> TRECHO DA FONTE

━━━━━━━━━━

04 de agosto de 2010, da Vila Setembrina, Bruno Lima Rocha, colabora, direto da Terra dos Papa-méis, Rafael Cavalcanti
Apresentação
Neste artigo, desenvolvo a idéia de que a criação de um fato político de maior tensão nas relações entre Colômbia e Venezuela, deriva de fato midiático promovido por Uribe com o intuito de reforçar a posição imperial em nosso Continente. Nas próximas linhas, apresento o argumento debatendo a produção de sentido da mídia comercial nesta pauta e os possíveis efeitos de sentido na massa de consumidores de informação baseada em premissas falsas e inverdades factuais.
Recordando a fabricação da obviedade
O último ato de governo do presidente colombiano Álvaro Uribe Vélez foi uma bomba midiática latino-americana. Como se sabe, através de um mapa do Google como demonstrativo (para limpar a imagem original de satélite fornecida pelos EUA), o homem de confiança das forças paramilitares conhecidas como Autodefesas Unidas de Colômbia (AUC) acusou o governo venezuelano de Hugo Rafael Chávez Frías de fornecer abrigo, guarida e apoio para duas forças guerrilheiras, Forças Armadas Revolucionárias da Colômbia – Exército do Povo (FARC-EP) e Exército de Libertação Nacional – União Camilista (ELN-UC). Na afirmação do mandatário do Estado aliado ao Império em nosso Continente, Uribe declarou o protesto de um país soberano contra o que seu gabinete entende como atentado a sua autodeterminação. A afirmação em si já absurda. Era de se esperar que as falas bombásticas dos uribistas de plantão caíssem em descrédito. Afinal, o protesto esperável seria contra a presença de tropas terrestres estadunidenses em seu país. Esse é o contra-senso que a mídia corporativa, os agentes líderes dos oligopólios em cada um de nossos países, sequer cogita em levantar. A insurgência colombiana até pode transitar em áreas de fronteira, mas são as tropas do Império que têm bases físicas, estabelecidas não apenas na Colômbia, mas também em outros de nossos países, tal é o exemplo do Paraguai. Ou seja, o presidente que tem em seu currículo haver sido o responsável pela aviação civil colombiana concomitante ao período de maior crescimento da presença de aeronaves pertencentes ao Cartel de Medellín, viu no trânsito de colunas guerrilheiras em zonas de selva uma ameaça “ao seu país”.

━━━━━━━━━━

> SUAS INSTRUÇÕES
De acordo com o trecho da fonte, que mapa Uribe usou como demonstrativo ao acusar o governo venezuelano?

Registros brutos

━━━━━━━━━━

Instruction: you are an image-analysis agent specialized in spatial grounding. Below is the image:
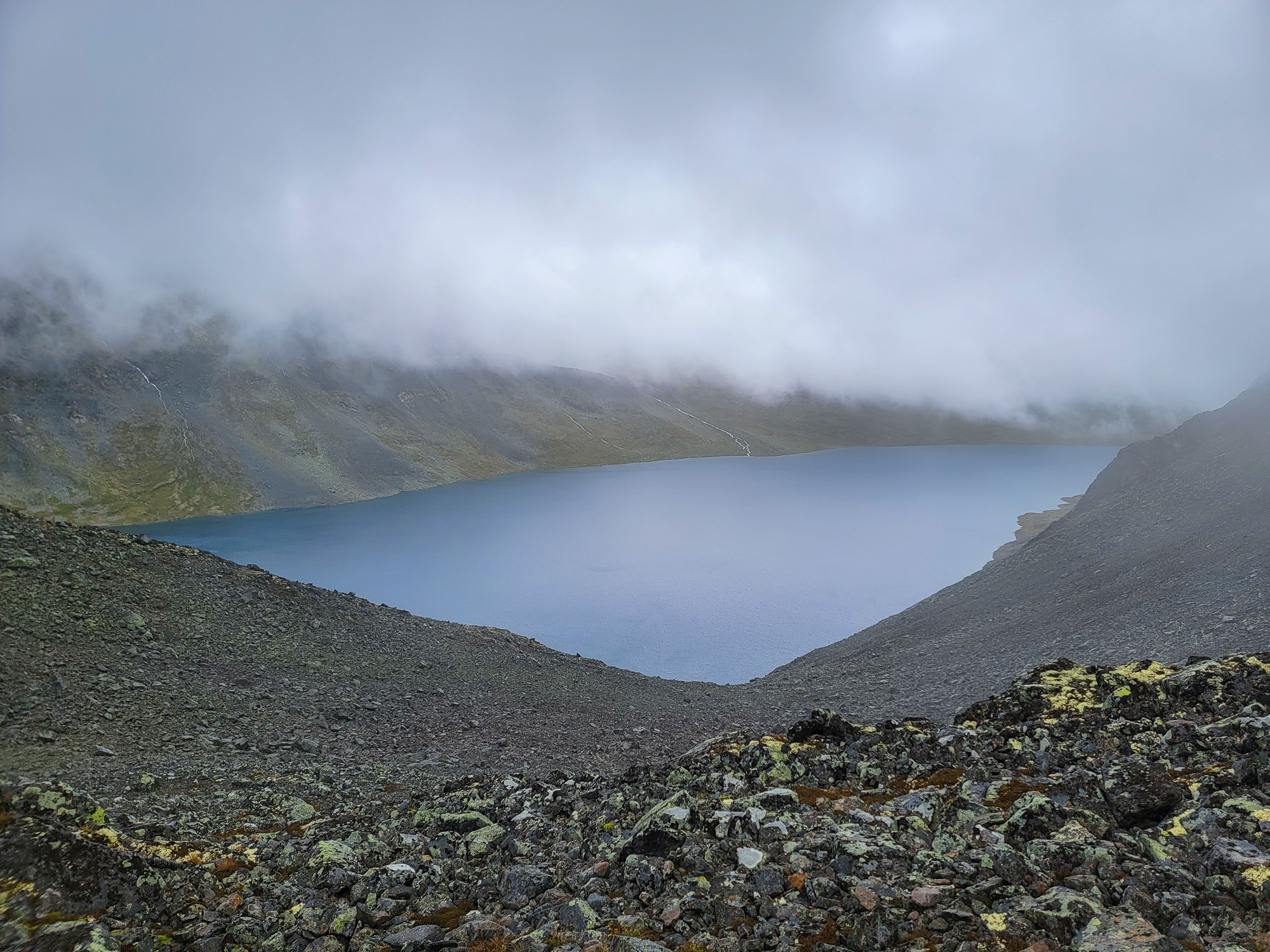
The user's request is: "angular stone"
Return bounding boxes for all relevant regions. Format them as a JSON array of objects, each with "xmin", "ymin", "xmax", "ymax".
[{"xmin": 1072, "ymin": 906, "xmax": 1177, "ymax": 952}]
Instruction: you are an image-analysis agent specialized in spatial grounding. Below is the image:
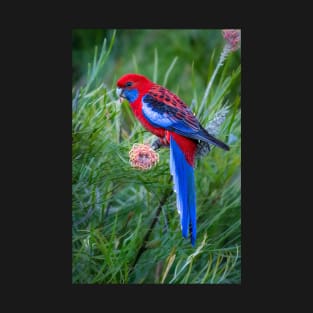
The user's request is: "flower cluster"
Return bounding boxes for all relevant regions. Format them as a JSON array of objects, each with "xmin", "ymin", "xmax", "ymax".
[
  {"xmin": 129, "ymin": 143, "xmax": 159, "ymax": 170},
  {"xmin": 222, "ymin": 29, "xmax": 241, "ymax": 51}
]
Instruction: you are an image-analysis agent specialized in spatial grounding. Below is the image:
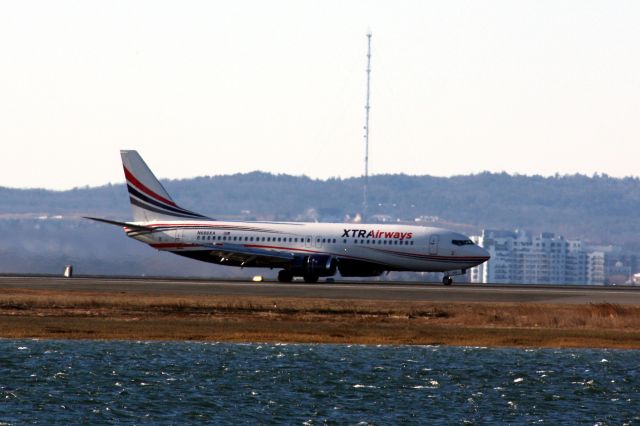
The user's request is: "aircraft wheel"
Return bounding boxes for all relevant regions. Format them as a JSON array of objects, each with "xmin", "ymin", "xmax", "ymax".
[
  {"xmin": 278, "ymin": 269, "xmax": 293, "ymax": 283},
  {"xmin": 304, "ymin": 275, "xmax": 318, "ymax": 283}
]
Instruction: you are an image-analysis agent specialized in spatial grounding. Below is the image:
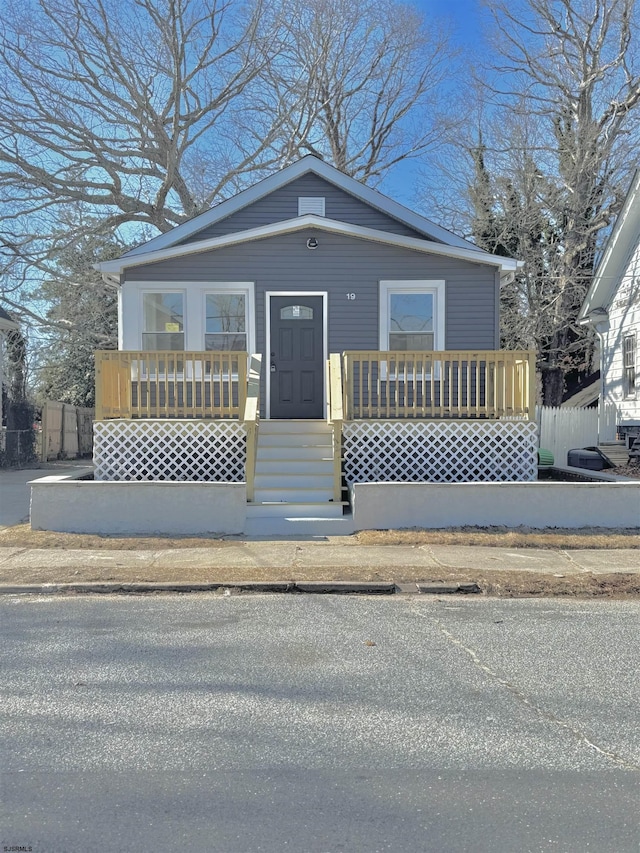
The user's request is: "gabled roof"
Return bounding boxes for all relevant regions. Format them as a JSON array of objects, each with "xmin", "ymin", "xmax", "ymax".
[
  {"xmin": 125, "ymin": 154, "xmax": 479, "ymax": 257},
  {"xmin": 578, "ymin": 170, "xmax": 640, "ymax": 322},
  {"xmin": 96, "ymin": 214, "xmax": 519, "ymax": 281},
  {"xmin": 0, "ymin": 307, "xmax": 19, "ymax": 331}
]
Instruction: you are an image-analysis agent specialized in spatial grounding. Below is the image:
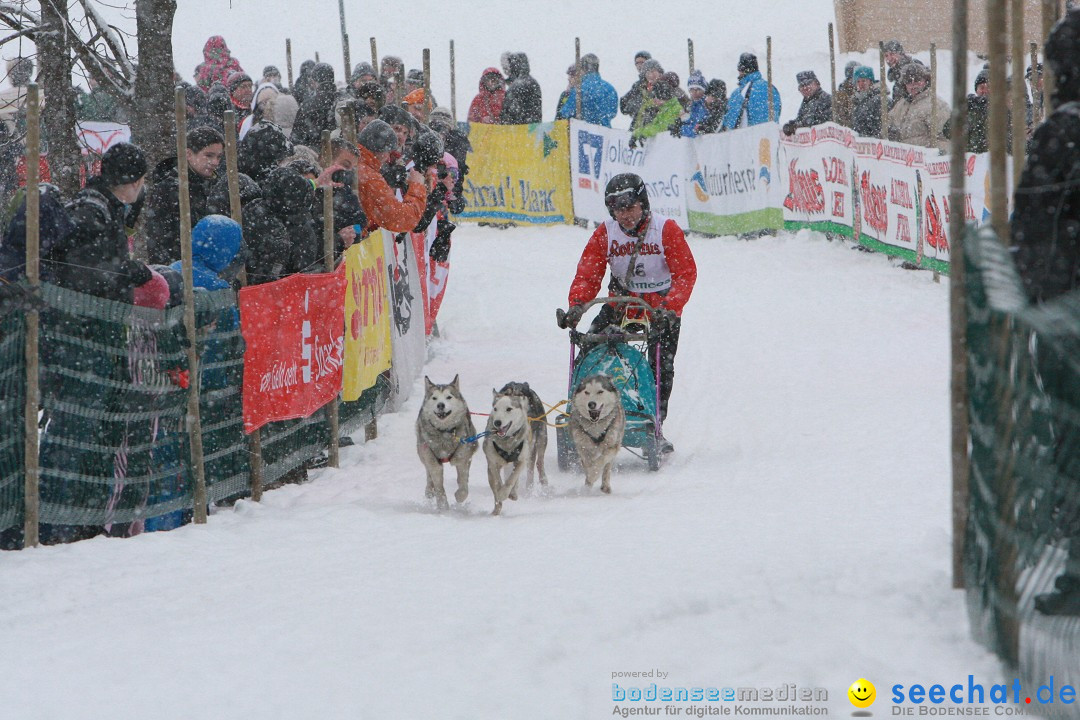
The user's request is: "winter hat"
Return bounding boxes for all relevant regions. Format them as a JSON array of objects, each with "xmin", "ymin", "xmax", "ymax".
[
  {"xmin": 402, "ymin": 87, "xmax": 423, "ymax": 105},
  {"xmin": 102, "ymin": 142, "xmax": 147, "ymax": 187},
  {"xmin": 738, "ymin": 53, "xmax": 757, "ymax": 73},
  {"xmin": 642, "ymin": 57, "xmax": 664, "ymax": 74},
  {"xmin": 135, "ymin": 269, "xmax": 168, "ymax": 310},
  {"xmin": 191, "ymin": 213, "xmax": 241, "ymax": 272},
  {"xmin": 356, "ymin": 120, "xmax": 397, "ymax": 152},
  {"xmin": 431, "ymin": 106, "xmax": 454, "ymax": 122},
  {"xmin": 225, "ymin": 70, "xmax": 252, "ymax": 93}
]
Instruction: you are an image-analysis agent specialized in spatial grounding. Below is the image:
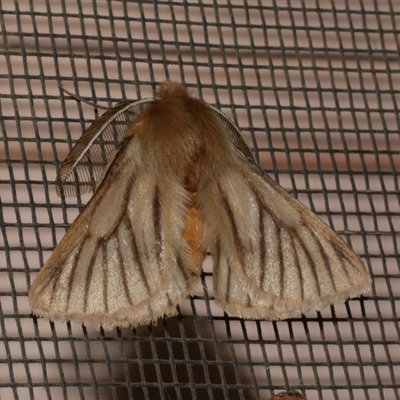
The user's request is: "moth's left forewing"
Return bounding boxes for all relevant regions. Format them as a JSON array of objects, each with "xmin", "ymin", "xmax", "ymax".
[{"xmin": 200, "ymin": 104, "xmax": 371, "ymax": 319}]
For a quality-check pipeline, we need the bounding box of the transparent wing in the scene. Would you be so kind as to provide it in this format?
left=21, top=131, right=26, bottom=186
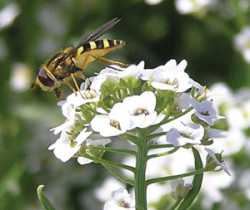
left=79, top=18, right=121, bottom=45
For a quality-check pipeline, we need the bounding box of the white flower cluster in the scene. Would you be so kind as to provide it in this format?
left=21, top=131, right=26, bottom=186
left=49, top=60, right=219, bottom=164
left=96, top=83, right=250, bottom=210
left=49, top=60, right=228, bottom=209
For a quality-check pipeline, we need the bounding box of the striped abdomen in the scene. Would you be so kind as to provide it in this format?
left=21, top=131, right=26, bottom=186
left=75, top=39, right=125, bottom=70
left=77, top=39, right=125, bottom=54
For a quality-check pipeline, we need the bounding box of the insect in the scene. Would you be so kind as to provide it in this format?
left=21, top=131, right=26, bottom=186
left=32, top=18, right=127, bottom=97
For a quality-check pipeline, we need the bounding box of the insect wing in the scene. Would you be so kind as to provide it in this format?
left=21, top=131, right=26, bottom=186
left=79, top=18, right=121, bottom=46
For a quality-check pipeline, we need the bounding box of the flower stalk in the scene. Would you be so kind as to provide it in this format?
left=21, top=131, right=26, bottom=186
left=135, top=131, right=148, bottom=210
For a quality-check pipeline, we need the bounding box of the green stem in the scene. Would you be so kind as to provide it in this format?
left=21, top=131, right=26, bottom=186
left=135, top=134, right=148, bottom=210
left=90, top=146, right=136, bottom=155
left=147, top=169, right=206, bottom=185
left=168, top=199, right=182, bottom=210
left=84, top=154, right=135, bottom=173
left=147, top=108, right=193, bottom=133
left=148, top=147, right=180, bottom=160
left=149, top=144, right=175, bottom=149
left=103, top=164, right=134, bottom=186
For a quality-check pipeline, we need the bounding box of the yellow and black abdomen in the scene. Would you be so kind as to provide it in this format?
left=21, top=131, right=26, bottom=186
left=75, top=39, right=125, bottom=69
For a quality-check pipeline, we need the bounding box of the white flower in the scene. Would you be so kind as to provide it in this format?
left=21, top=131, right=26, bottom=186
left=104, top=188, right=135, bottom=210
left=59, top=90, right=99, bottom=119
left=123, top=91, right=164, bottom=128
left=175, top=0, right=213, bottom=14
left=166, top=122, right=204, bottom=146
left=209, top=83, right=234, bottom=107
left=142, top=60, right=192, bottom=92
left=10, top=63, right=31, bottom=92
left=49, top=129, right=92, bottom=162
left=77, top=135, right=111, bottom=165
left=209, top=129, right=246, bottom=156
left=193, top=101, right=219, bottom=125
left=90, top=103, right=131, bottom=137
left=205, top=148, right=231, bottom=175
left=176, top=93, right=195, bottom=111
left=91, top=91, right=164, bottom=137
left=234, top=26, right=250, bottom=63
left=90, top=61, right=145, bottom=92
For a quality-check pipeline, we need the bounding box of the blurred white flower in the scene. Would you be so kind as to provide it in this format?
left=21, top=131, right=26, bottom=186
left=201, top=171, right=234, bottom=209
left=10, top=63, right=31, bottom=92
left=104, top=188, right=135, bottom=210
left=205, top=148, right=231, bottom=175
left=209, top=83, right=234, bottom=107
left=142, top=60, right=192, bottom=92
left=145, top=0, right=162, bottom=5
left=95, top=177, right=124, bottom=202
left=234, top=26, right=250, bottom=63
left=147, top=183, right=171, bottom=205
left=238, top=169, right=250, bottom=200
left=175, top=0, right=213, bottom=14
left=49, top=129, right=92, bottom=162
left=0, top=3, right=20, bottom=30
left=193, top=101, right=219, bottom=125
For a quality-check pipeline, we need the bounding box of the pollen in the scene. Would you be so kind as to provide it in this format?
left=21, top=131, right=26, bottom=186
left=134, top=108, right=149, bottom=115
left=110, top=120, right=121, bottom=130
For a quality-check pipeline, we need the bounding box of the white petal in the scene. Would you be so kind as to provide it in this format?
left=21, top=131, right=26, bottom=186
left=77, top=157, right=92, bottom=165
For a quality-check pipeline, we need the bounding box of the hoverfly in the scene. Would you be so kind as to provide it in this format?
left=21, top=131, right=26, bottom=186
left=32, top=18, right=127, bottom=97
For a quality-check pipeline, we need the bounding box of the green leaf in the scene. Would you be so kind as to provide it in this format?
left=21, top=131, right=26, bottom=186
left=37, top=185, right=56, bottom=210
left=177, top=147, right=203, bottom=210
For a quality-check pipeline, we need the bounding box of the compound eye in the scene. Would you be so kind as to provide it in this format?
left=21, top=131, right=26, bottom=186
left=37, top=67, right=54, bottom=87
left=37, top=67, right=48, bottom=78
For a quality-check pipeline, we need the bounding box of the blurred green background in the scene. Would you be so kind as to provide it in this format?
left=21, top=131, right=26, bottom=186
left=0, top=0, right=250, bottom=210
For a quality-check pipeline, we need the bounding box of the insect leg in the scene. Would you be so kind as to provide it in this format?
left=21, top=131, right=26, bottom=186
left=44, top=67, right=58, bottom=83
left=54, top=88, right=63, bottom=100
left=70, top=74, right=80, bottom=92
left=65, top=81, right=77, bottom=94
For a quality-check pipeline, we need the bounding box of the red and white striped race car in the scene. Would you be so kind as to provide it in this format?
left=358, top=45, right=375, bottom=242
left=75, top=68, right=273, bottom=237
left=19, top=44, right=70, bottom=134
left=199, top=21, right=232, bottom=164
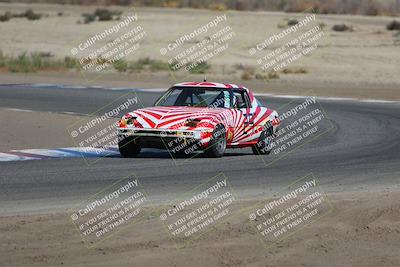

━━━━━━━━━━

> RESULTADO DO EXERCÍCIO
Um mapa do Google.